_DO THIS_
Reproduce the material below, replacing every "JSON array" with "JSON list" and keeping everything else unchanged.

Begin ITEMS

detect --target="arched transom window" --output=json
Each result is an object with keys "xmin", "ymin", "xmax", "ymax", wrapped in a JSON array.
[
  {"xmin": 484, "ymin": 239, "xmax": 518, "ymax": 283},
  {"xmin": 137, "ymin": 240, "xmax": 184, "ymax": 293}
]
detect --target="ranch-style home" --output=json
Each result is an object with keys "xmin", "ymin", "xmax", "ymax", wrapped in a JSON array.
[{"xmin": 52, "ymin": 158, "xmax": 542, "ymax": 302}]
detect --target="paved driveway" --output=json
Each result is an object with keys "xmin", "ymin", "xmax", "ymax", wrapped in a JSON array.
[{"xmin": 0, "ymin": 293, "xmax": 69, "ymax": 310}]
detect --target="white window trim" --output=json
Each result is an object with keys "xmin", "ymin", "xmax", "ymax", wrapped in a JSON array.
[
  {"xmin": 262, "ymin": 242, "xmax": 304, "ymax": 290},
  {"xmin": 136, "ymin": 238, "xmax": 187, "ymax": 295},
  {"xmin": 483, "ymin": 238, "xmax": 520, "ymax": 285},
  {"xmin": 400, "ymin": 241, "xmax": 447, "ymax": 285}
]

End ITEMS

_THE COMPLETED TASK_
detect --target="arched transom window" --output=json
Each result is an object with keys "xmin", "ymin", "xmax", "ymax", wrapped in a JSON list.
[
  {"xmin": 484, "ymin": 239, "xmax": 518, "ymax": 283},
  {"xmin": 137, "ymin": 240, "xmax": 184, "ymax": 293}
]
detect --target="ranch-style home" --output=json
Each result is an object with keys "xmin", "ymin", "xmax", "ymax", wrapped in a JSON list.
[{"xmin": 52, "ymin": 158, "xmax": 542, "ymax": 302}]
detect --target="paved driveway" --output=json
Each result is an object with keys "xmin", "ymin", "xmax", "ymax", wrapped in a JSON list.
[{"xmin": 0, "ymin": 293, "xmax": 69, "ymax": 310}]
detect --target="white window trim" --output=json
Each result is an object with keys "xmin", "ymin", "xmax", "ymax", wrapped in a JSON list.
[
  {"xmin": 262, "ymin": 242, "xmax": 304, "ymax": 290},
  {"xmin": 136, "ymin": 238, "xmax": 187, "ymax": 295},
  {"xmin": 483, "ymin": 238, "xmax": 520, "ymax": 285},
  {"xmin": 400, "ymin": 241, "xmax": 447, "ymax": 285}
]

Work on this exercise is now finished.